======== EXCERPT

And in November 2023 something remarkable happened: The Beatles released “Now and Then” — the last Beatles song. What made it possible was a machine learning tool that Peter Jackson had developed for his documentary film Get Back. It could isolate John Lennon’s voice from a 1979 cassette demo recording that was acoustically almost unusable. Producer Giles Martin described it this way: the machine recognises the voice of a specific person and filters out everything else. The result is not synthetic, but restored. Lennon’s real voice. From a tape that was previously considered unsalvageable.

YouTube Video 3: The Beatles “Now and Then” (Official Music Video)

“Now and Then” and “Heart on My Sleeve” mark the two poles between which the AI audio discussion has moved ever since. The legitimate pole: restoring and completing something real. The illegitimate pole: fabricating something that never existed and presenting it as real. The technology is the same. The intention makes the difference.

2024: AI Audio Becomes Mass Product

2024 was the year when AI audio leapt from research labs into pockets everywhere. Three tools defined this year.

Suno V3 arrived in March 2024. Until then, AI songs had been recognisable — sometimes from a lifeless vocal track, sometimes from a clunky song structure. V3 was different. From a simple prompt came a fully produced song: verse, chorus, bridge, a catchy melody, a convincing voice. By May 2024, Suno had reportedly ten million users. In February 2026, Suno CEO Mikey Shulman on LinkedIn and market research firm Sacra reported two million paying subscribers and $300 million in annual recurring revenue across a cumulative ten million users. In the investor pitch deck for the Series C round in November 2025, Suno also cited a remarkable figure: around seven million tracks are generated on the platform per day.

Udio launched on April 10, 2024. Behind the tool stood four former Google DeepMind researchers, backed by $10 million seed capital from Andreessen Horowitz, will.i.am, Common and Mike Krieger (co-founder of Instagram). Udio felt musically more nuanced than Suno, with somewhat more instrumental depth — a matter of taste, but one that swayed many professionals.

YouTube Video 4: Udio AI Tutorial

In May 2024 came a moment that illustrated the absurdity of the new landscape: in the middle of the legendary beef between Drake and Kendrick Lamar, comedian Willonius Hatcher wrote a few lines, ran them through Udio, and out came “BBL Drizzy” — a Motown pastiche that mocked Drake in a way no human songwriter could have managed so quickly. A few days later, star producer Metro Boomin shared the track on his Instagram, praised it, and offered $10,000 for the best flip. The track was eventually sampled on a commercially released song by a major-label artist.

It was the first case in which a fully AI-generated sample was legally embedded in a major release by one of the biggest artists in the world. No copyright claim. No takedown. Because there was nothing to claim.

================

ACTIVITY LIST ▸
- a) Please reproduce the part of the AI audio excerpt that opens with the words containing "YouTube Video 4: Udio" and closes with "nothing to claim.".
- b) On what date did Udio launch, according to the AI audio excerpt?
The records after this point are separate from the AI audio excerpt.

======== EXTRACTED ENTRIES

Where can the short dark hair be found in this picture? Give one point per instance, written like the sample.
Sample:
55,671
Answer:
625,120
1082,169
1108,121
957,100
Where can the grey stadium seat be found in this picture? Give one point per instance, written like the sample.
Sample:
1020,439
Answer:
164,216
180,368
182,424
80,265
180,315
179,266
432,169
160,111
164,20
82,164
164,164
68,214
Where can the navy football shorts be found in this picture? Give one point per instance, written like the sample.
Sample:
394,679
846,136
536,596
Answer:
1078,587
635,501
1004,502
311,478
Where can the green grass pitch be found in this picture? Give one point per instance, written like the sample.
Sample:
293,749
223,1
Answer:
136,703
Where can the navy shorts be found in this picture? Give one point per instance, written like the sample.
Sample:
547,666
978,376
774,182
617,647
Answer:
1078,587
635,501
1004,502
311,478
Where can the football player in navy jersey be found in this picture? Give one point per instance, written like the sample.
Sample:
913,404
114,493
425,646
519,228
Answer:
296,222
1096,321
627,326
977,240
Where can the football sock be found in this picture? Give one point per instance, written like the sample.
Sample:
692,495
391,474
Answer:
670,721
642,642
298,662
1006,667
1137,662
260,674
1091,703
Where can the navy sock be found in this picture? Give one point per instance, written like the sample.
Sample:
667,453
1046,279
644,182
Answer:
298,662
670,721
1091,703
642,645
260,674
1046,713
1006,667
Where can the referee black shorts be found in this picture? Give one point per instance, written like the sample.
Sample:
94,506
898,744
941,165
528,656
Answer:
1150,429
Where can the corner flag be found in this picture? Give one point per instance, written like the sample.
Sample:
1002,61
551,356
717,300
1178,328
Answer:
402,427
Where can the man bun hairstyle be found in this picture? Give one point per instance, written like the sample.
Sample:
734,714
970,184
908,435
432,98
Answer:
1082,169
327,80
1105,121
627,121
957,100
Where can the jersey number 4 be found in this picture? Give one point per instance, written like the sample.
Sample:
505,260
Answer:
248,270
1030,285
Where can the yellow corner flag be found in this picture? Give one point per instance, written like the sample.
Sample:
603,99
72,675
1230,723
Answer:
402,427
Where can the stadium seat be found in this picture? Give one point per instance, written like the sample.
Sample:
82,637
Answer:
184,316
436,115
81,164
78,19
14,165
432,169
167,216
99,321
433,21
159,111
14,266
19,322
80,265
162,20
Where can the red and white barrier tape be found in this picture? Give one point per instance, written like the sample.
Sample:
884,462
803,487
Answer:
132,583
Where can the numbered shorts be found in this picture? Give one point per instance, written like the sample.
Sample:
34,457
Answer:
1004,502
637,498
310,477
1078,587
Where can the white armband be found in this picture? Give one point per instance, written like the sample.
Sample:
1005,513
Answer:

================

ANSWERS ▸
- a)
YouTube Video 4: Udio AI Tutorial

In May 2024 came a moment that illustrated the absurdity of the new landscape: in the middle of the legendary beef between Drake and Kendrick Lamar, comedian Willonius Hatcher wrote a few lines, ran them through Udio, and out came “BBL Drizzy” — a Motown pastiche that mocked Drake in a way no human songwriter could have managed so quickly. A few days later, star producer Metro Boomin shared the track on his Instagram, praised it, and offered $10,000 for the best flip. The track was eventually sampled on a commercially released song by a major-label artist.

It was the first case in which a fully AI-generated sample was legally embedded in a major release by one of the biggest artists in the world. No copyright claim. No takedown. Because there was nothing to claim.

- b) April 10, 2024.